JOB -> According to the abstract on the Elixir training system, how much faster can large MoE models be trained than dense models of the same size?

SUPPLIED PASSAGE ->
§ §
In recent years, the number of parameters of one deep learning (DL) model has
been growing much faster than the growth of GPU memory space. People who are
inaccessible to a large number of GPUs resort to heterogeneous training systems
for storing model parameters in CPU memory. Existing heterogeneous systems are
based on parallelization plans in the scope of the whole model. They apply a
consistent parallel training method for all the operators in the computation.
Therefore, engineers need to pay a huge effort to incorporate a new type of
model parallelism and patch its compatibility with other parallelisms. For
example, Mixture-of-Experts (MoE) is still incompatible with ZeRO-3 in
Deepspeed. Also, current systems face efficiency problems on small scale, since
they are designed and tuned for large-scale training. In this paper, we propose
Elixir, a new parallel heterogeneous training system, which is designed for
efficiency and flexibility. Elixir utilizes memory resources and computing
resources of both GPU and CPU. For flexibility, Elixir generates
parallelization plans in the granularity of operators. Any new type of model
parallelism can be incorporated by assigning a parallel pattern to the
operator. For efficiency, Elixir implements a hierarchical distributed memory
management scheme to accelerate inter-GPU communications and CPU-GPU data
transmissions. As a result, Elixir can train a 30B OPT model on an A100 with
40GB CUDA memory, meanwhile reaching 84% efficiency of Pytorch GPU training.
With its super-linear scalability, the training efficiency becomes the same as
Pytorch GPU training on multiple GPUs. Also, large MoE models can be trained
5.3x faster than dense models of the same size. Now Elixir is integrated into
ColossalAI and is available on its main branch
§ §
LISTED ENTRIES ->

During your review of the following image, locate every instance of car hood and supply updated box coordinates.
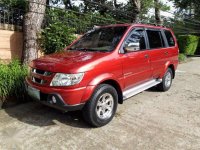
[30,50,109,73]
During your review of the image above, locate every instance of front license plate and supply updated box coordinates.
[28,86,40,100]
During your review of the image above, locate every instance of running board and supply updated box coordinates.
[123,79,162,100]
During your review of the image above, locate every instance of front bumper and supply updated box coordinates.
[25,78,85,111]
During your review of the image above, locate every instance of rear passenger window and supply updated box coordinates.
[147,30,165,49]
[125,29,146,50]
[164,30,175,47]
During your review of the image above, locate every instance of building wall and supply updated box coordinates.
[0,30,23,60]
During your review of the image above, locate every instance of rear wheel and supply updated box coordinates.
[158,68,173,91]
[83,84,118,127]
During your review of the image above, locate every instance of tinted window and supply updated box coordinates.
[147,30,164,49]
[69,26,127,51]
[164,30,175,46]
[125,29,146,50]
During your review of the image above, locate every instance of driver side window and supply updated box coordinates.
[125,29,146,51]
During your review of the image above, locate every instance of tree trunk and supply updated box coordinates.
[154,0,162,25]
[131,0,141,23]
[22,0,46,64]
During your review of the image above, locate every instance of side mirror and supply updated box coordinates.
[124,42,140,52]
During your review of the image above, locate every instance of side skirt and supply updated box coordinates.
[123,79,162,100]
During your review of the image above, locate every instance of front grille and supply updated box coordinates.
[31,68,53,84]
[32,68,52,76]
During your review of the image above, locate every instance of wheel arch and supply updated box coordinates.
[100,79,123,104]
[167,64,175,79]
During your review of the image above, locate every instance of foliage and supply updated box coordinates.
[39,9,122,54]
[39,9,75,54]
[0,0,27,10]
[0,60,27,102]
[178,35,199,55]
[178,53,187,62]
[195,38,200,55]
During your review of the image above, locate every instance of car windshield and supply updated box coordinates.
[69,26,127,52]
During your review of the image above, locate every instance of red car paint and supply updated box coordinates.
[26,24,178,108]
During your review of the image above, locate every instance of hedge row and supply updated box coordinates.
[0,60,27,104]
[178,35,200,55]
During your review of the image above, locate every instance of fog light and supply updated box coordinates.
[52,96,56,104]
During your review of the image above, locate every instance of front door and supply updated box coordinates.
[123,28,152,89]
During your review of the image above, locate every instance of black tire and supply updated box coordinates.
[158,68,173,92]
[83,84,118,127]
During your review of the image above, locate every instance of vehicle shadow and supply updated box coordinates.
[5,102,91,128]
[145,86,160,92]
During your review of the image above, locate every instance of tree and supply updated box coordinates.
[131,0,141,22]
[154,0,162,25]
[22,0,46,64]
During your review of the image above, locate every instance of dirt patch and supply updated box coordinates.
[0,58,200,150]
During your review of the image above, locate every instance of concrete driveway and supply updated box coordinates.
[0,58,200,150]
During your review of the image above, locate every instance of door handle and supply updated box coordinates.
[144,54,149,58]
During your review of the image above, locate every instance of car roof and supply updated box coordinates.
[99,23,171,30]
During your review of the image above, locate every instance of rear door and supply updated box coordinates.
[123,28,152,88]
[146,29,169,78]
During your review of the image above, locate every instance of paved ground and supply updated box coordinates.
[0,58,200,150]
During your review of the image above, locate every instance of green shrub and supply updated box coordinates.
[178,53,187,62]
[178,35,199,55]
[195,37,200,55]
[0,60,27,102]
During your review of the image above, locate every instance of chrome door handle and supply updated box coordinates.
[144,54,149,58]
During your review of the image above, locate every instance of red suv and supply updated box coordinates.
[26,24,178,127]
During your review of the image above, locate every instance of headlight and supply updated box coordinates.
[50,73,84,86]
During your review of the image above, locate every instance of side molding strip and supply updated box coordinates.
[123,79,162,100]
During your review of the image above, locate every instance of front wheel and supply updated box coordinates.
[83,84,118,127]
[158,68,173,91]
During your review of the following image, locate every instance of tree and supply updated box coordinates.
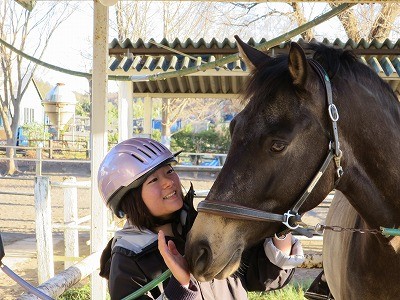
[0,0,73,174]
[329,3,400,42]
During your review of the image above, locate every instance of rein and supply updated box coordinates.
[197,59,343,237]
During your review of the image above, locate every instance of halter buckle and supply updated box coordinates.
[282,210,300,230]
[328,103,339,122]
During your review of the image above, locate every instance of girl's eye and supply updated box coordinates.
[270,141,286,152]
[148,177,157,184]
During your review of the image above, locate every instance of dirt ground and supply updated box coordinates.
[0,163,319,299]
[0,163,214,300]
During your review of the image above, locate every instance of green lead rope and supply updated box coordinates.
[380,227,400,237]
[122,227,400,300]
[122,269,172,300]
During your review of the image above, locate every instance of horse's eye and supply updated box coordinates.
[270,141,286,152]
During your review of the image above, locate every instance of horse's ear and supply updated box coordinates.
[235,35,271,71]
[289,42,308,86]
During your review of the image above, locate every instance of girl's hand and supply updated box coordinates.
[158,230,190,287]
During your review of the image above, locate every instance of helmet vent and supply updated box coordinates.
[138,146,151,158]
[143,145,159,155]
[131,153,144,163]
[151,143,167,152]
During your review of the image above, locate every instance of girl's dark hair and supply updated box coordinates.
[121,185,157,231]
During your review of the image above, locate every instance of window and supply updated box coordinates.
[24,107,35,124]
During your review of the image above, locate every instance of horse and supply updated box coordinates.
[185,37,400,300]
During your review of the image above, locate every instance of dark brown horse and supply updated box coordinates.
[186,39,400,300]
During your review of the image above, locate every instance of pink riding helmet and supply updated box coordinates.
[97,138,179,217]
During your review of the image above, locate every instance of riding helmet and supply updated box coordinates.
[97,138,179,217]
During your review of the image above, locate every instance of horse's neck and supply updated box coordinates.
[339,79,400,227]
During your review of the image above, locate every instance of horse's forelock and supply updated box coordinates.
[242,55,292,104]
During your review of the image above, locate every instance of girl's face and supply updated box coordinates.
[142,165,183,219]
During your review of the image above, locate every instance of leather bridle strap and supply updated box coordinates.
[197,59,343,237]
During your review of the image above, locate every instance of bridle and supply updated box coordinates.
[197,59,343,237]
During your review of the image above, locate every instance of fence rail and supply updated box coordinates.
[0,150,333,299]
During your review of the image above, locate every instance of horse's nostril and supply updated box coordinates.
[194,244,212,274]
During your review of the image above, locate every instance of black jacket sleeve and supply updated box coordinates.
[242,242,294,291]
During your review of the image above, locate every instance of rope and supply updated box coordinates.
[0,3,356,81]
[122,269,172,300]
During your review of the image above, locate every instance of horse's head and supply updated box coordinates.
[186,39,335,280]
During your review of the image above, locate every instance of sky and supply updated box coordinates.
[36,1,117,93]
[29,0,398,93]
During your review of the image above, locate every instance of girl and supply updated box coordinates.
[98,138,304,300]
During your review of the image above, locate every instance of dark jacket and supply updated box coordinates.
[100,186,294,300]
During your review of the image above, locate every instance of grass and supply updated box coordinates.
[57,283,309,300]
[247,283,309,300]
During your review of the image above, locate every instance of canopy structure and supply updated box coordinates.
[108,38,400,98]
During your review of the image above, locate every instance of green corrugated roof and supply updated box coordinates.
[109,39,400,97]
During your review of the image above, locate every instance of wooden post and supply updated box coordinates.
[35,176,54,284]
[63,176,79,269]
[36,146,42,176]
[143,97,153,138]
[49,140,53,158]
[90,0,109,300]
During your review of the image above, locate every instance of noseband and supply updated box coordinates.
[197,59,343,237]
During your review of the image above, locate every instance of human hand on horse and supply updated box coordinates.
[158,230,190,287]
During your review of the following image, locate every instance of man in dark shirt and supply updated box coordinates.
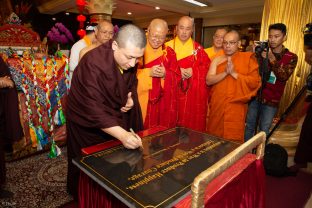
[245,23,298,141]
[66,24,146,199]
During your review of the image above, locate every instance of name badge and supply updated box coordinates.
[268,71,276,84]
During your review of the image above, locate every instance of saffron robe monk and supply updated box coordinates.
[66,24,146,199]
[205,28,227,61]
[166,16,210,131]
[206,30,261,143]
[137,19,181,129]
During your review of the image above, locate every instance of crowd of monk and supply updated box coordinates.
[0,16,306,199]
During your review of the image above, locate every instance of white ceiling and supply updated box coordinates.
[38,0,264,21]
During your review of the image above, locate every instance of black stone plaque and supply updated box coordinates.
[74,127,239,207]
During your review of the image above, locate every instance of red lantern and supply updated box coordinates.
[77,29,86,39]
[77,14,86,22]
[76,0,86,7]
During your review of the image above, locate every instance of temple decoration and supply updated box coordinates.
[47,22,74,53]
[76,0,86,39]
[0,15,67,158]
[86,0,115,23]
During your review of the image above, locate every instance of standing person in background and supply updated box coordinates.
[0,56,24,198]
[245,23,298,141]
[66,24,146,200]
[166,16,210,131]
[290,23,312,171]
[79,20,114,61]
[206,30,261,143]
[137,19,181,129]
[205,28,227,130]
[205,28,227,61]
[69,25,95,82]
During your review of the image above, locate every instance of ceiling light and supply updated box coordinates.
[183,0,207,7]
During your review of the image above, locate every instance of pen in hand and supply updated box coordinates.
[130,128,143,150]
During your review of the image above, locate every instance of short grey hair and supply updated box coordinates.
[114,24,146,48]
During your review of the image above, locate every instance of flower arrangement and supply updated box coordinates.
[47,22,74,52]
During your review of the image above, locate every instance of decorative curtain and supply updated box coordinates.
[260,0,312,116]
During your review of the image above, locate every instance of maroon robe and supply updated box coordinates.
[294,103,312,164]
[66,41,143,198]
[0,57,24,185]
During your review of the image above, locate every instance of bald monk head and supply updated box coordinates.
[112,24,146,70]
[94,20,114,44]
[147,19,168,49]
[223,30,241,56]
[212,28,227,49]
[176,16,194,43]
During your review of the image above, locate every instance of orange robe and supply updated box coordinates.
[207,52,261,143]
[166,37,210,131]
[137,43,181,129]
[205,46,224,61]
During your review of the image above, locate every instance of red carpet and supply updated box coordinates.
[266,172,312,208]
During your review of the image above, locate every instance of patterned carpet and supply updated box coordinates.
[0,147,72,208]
§ §
THE OUTPUT -> 5.3x faster.